» Directions
Reproduce the records below in their entirety, character for character.

» Records
+++++

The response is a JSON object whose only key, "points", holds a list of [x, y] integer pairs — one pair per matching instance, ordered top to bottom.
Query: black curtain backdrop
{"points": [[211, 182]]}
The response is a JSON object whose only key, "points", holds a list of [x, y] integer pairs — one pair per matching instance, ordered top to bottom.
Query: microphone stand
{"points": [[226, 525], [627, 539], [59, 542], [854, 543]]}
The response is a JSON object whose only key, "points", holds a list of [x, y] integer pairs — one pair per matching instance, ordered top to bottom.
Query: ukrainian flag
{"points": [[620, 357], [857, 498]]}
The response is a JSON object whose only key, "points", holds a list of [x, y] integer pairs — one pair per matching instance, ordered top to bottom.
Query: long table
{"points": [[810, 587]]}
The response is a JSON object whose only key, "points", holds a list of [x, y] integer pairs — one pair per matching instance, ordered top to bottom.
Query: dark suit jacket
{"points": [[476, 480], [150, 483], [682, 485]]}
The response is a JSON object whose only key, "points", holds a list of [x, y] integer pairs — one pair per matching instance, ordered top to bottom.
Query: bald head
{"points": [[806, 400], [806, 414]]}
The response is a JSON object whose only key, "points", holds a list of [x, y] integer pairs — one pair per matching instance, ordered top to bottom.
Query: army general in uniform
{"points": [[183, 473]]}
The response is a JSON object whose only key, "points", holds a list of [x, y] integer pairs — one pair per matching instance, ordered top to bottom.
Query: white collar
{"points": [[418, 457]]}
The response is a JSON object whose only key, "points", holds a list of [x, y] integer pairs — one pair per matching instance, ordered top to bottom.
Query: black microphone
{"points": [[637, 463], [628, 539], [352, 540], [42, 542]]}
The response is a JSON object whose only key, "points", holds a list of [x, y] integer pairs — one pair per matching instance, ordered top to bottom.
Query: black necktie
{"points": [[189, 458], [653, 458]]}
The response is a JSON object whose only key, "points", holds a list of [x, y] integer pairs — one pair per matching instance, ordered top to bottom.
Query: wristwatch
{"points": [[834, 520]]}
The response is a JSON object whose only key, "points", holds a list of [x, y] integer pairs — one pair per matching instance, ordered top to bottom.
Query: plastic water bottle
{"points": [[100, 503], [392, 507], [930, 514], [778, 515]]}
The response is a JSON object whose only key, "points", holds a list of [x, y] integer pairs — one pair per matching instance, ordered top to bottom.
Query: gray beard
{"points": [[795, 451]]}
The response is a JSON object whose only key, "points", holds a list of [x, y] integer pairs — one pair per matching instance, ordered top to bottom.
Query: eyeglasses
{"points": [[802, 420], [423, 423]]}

+++++

» Response
The response is a JSON object whose only key, "points", holds a list of [x, y] integer pairs — one pair per matching instance, ordered top to bottom.
Query: black curtain backdrop
{"points": [[211, 182]]}
The response is a JSON object whose only key, "points", holds a list of [x, y] integer pairs — one pair per matching instance, ordered top to bottom.
Query: microphone stand
{"points": [[226, 525], [627, 539], [59, 542], [854, 543]]}
The response is a JSON object whose only key, "points", holds a list of [x, y] integer pairs — one pair per matching instance, ordered top to bottom.
Query: ukrainian flag
{"points": [[620, 357], [857, 498]]}
The response is a JSON object whose only key, "points", holds a list of [x, y] integer pairs — one pair per matching instance, ordered top to bottom.
Query: long table
{"points": [[810, 587]]}
The response is a JSON object whose only key, "points", holds a list of [x, y] integer pairs — one pair per matching instance, ordered top to bottom.
Query: dark suit jacket
{"points": [[476, 480], [150, 483], [682, 485]]}
The response is a JSON object whose only key, "points", holds a list of [x, y] integer pairs — one pair per matching instance, ordered top to bottom.
Query: bald head
{"points": [[806, 400], [806, 414]]}
The response is a JSON object whose only key, "points", holds a list of [x, y] integer pairs — one pair per matching instance, ordered top to bottom.
Query: army general in uniform
{"points": [[183, 473]]}
The response is a JSON object whose only key, "points", holds a list of [x, y] integer pairs — one pair per matching instance, ordered top to bottom.
Query: white collar
{"points": [[418, 457]]}
The response is a JSON object whose only key, "points", holds a list of [x, y] integer pairs — one pair per matching instance, ordered top to bottom.
Query: black microphone
{"points": [[637, 463], [628, 539], [352, 540], [42, 542]]}
The response is a JSON object whose only key, "points", holds a list of [x, y] integer pairs — one pair per matching instance, ordered top to bottom.
Query: black necktie
{"points": [[189, 458], [653, 458]]}
The response is a JSON object whose only key, "points", holds a list of [x, y] integer pairs — one pair per matching instance, ordered top to bottom.
Query: wristwatch
{"points": [[834, 520]]}
The response is a JSON object whose only key, "points", holds a list of [x, y] integer pairs — one pair per matching instance, ordered top to bottom.
Query: plastic water bottle
{"points": [[100, 503], [392, 507], [930, 514], [778, 515]]}
The response is a JSON object whose only key, "points", holds a list of [x, y] integer pairs — one pair per matching instance, ordered top to bottom.
Query: gray beard
{"points": [[795, 451]]}
The response is a JSON object whose only key, "points", holds a list of [x, y] integer pairs — one pair per matching instance, ordered top to bottom.
Query: eyeglasses
{"points": [[802, 420], [423, 423]]}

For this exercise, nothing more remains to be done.